Within these entries, which lines include the string "photograph"? Copy each one.

══ RECORDS SUPPLIED

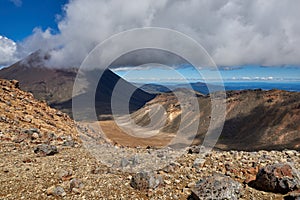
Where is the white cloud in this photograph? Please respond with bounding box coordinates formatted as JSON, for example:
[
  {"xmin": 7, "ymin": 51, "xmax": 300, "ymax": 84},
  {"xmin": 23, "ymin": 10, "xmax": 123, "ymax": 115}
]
[
  {"xmin": 229, "ymin": 76, "xmax": 278, "ymax": 81},
  {"xmin": 0, "ymin": 36, "xmax": 19, "ymax": 66},
  {"xmin": 241, "ymin": 77, "xmax": 251, "ymax": 80},
  {"xmin": 112, "ymin": 66, "xmax": 154, "ymax": 72},
  {"xmin": 9, "ymin": 0, "xmax": 22, "ymax": 7},
  {"xmin": 12, "ymin": 0, "xmax": 300, "ymax": 67}
]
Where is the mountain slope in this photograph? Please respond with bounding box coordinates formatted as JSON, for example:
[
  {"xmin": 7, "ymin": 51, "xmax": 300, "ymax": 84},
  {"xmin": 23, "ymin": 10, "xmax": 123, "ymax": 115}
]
[
  {"xmin": 129, "ymin": 89, "xmax": 300, "ymax": 150},
  {"xmin": 0, "ymin": 51, "xmax": 156, "ymax": 119},
  {"xmin": 0, "ymin": 79, "xmax": 78, "ymax": 143}
]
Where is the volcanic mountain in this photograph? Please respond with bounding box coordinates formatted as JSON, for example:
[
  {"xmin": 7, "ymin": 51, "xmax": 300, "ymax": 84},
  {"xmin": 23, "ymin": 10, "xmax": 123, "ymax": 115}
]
[{"xmin": 0, "ymin": 51, "xmax": 156, "ymax": 119}]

════

§ OUTPUT OF THE EXERCISE:
Where is the white cloud in this photograph? Please respond with bounding box coordinates formatted as JSON, for example:
Where is the mountain slope in this photograph? Please respond with bounding box coordinates formatted as JSON, for example:
Where is the volcanic mountain in this photograph? Please respond with bounding box coordinates formatted as JSON, for example:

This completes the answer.